Task instructions:
Your task is to transcribe all of the data below exactly, omitting the images.
□ □ □ □
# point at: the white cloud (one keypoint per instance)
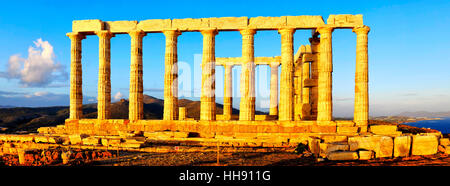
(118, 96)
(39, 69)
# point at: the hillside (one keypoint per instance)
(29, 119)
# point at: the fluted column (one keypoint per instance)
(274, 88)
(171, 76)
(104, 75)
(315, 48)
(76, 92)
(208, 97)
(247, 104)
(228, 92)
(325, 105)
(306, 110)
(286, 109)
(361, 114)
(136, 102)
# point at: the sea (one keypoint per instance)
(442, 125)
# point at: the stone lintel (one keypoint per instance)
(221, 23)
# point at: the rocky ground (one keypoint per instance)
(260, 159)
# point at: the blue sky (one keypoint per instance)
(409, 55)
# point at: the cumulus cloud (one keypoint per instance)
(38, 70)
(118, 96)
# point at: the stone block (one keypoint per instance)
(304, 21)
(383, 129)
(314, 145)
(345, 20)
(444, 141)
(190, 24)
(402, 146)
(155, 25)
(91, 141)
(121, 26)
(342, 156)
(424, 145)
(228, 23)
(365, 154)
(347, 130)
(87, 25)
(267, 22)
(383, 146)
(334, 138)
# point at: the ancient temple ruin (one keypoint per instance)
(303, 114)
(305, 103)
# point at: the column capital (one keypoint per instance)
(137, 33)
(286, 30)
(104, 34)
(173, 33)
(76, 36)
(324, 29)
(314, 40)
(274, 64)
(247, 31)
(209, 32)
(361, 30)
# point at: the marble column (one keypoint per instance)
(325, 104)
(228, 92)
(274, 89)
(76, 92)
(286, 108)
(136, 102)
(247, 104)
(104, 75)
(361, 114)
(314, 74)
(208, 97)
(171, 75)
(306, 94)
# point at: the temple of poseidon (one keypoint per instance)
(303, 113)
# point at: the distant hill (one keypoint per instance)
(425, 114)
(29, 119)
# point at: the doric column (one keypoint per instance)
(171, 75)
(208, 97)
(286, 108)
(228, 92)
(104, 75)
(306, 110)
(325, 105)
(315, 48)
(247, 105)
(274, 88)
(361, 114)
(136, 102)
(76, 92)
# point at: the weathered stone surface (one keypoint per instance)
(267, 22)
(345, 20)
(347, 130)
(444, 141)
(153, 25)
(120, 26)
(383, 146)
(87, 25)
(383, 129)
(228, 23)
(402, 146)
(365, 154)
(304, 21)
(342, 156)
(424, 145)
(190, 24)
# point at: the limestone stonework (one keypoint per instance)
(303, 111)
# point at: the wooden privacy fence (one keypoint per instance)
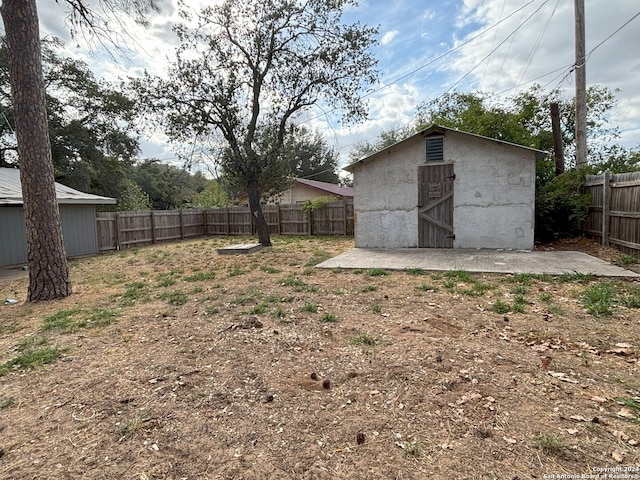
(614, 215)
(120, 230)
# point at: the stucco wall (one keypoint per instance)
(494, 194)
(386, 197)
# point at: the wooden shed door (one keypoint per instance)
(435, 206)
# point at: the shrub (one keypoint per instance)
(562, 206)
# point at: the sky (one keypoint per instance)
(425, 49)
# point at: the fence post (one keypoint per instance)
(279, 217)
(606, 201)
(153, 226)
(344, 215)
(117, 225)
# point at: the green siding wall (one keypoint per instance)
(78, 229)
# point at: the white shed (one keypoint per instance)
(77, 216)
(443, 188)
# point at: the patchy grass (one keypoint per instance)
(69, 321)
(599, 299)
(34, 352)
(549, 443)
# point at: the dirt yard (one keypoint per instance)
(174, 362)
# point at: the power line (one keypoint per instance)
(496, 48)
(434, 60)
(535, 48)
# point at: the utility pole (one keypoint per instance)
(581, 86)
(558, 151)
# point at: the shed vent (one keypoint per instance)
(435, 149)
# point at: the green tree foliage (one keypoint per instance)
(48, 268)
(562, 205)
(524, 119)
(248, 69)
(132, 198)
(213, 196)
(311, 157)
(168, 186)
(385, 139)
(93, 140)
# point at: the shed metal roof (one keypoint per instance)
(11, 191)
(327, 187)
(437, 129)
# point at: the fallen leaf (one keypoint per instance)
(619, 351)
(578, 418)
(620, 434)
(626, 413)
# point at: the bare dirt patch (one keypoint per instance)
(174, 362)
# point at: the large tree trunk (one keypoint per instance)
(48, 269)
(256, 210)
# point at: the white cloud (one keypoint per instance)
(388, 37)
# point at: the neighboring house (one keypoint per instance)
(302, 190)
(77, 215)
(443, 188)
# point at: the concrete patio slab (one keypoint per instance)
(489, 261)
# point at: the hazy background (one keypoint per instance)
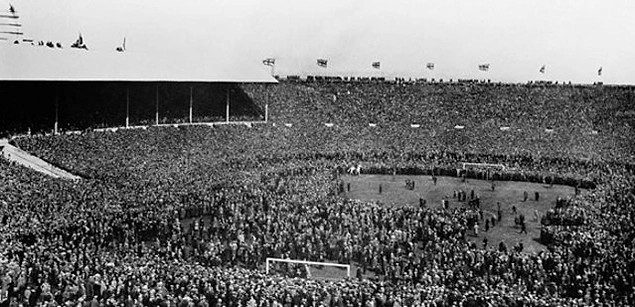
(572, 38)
□ □ □ □
Task result:
# point at: the white cloud (one keypoint per instance)
(118, 96)
(39, 69)
# point at: the hillside (one keypoint per instance)
(29, 119)
# point at: the fluted column (one keypoint per instance)
(274, 88)
(171, 76)
(104, 75)
(315, 48)
(76, 92)
(208, 97)
(247, 104)
(228, 92)
(325, 105)
(306, 110)
(286, 109)
(361, 114)
(136, 102)
# point at: the sea (one keypoint per instance)
(442, 125)
# point at: the stone lintel (one keypoint per instance)
(221, 23)
# point at: the rocky ground (one keypoint per instance)
(260, 159)
# point at: the blue sky (one keypoint per instance)
(409, 55)
# point at: the cumulus cloud (one keypoint per instance)
(38, 70)
(118, 96)
# point at: the stone block (one keypoint per instance)
(304, 21)
(383, 129)
(314, 145)
(345, 20)
(444, 141)
(190, 24)
(402, 146)
(155, 25)
(91, 141)
(121, 26)
(342, 156)
(424, 145)
(228, 23)
(365, 154)
(347, 130)
(87, 25)
(267, 22)
(383, 146)
(334, 138)
# point at: the ancient temple ruin (one keypoint per instance)
(303, 114)
(305, 103)
# point at: the column capital (one keypoint per instance)
(137, 33)
(286, 30)
(104, 34)
(173, 33)
(76, 36)
(324, 29)
(314, 40)
(274, 64)
(247, 31)
(209, 32)
(361, 30)
# point at: the marble column (one keypoint per instance)
(325, 104)
(228, 92)
(274, 89)
(76, 92)
(286, 108)
(136, 102)
(247, 104)
(104, 75)
(361, 114)
(314, 74)
(208, 97)
(171, 75)
(306, 94)
# point at: the temple of poseidon (one keypoint per instance)
(303, 113)
# point at: the distant hill (one keypoint per instance)
(425, 114)
(29, 119)
# point at: the doric column (one keypoint per instance)
(171, 75)
(208, 97)
(286, 108)
(228, 92)
(104, 75)
(306, 110)
(325, 105)
(315, 48)
(247, 105)
(274, 88)
(361, 114)
(136, 102)
(76, 92)
# point at: the weathered stone surface (one keypoint per instance)
(267, 22)
(345, 20)
(347, 130)
(444, 141)
(153, 25)
(120, 26)
(383, 146)
(87, 25)
(383, 129)
(228, 23)
(402, 146)
(365, 154)
(304, 21)
(342, 156)
(424, 145)
(190, 24)
# point at: the limestone stonework (one keypoint per instance)
(303, 111)
# point at: the wooden privacy fence (one keypoint per instance)
(614, 215)
(120, 230)
# point at: the stucco wall (one keypoint per instance)
(494, 194)
(386, 197)
# point at: the wooden shed door (one keypoint per instance)
(435, 206)
# point at: the shrub (one keypoint per instance)
(562, 206)
# point at: the sky (one keypoint per instance)
(425, 49)
# point at: the fence post (one keypoint per instance)
(279, 217)
(606, 201)
(153, 226)
(344, 215)
(117, 225)
# point at: the green siding wall (one keypoint per instance)
(78, 229)
# point at: the white shed (one keypoint per instance)
(77, 216)
(443, 188)
# point at: the patchy grass (one keypoint per instance)
(69, 321)
(599, 299)
(34, 352)
(549, 443)
# point at: the dirt yard (one keypoint per instance)
(174, 362)
# point at: the power line (one keypoint per instance)
(496, 48)
(434, 60)
(535, 48)
# point at: the utility pole (one keypoint per instance)
(581, 86)
(558, 151)
# point at: the shed vent (one keypoint per instance)
(435, 149)
# point at: the green tree foliage (one keypoint per instance)
(48, 268)
(562, 205)
(524, 119)
(248, 69)
(132, 198)
(213, 196)
(311, 157)
(168, 186)
(385, 139)
(93, 140)
# point at: the shed metal roof (one keypoint per instance)
(11, 191)
(327, 187)
(437, 129)
# point at: the fallen leaf (one keypoint per instance)
(619, 351)
(578, 418)
(620, 434)
(626, 413)
# point at: the bare dirt patch (one keypoint per instance)
(174, 362)
# point at: the large tree trunk (one keypoint per instance)
(48, 269)
(256, 210)
# point at: the white cloud (one keypoint per instance)
(388, 37)
# point at: the neighboring house (one keypoint per instance)
(302, 190)
(77, 215)
(443, 188)
# point at: the concrete patio slab (one keypoint per instance)
(489, 261)
# point at: the hazy background (one keypoint per instance)
(572, 38)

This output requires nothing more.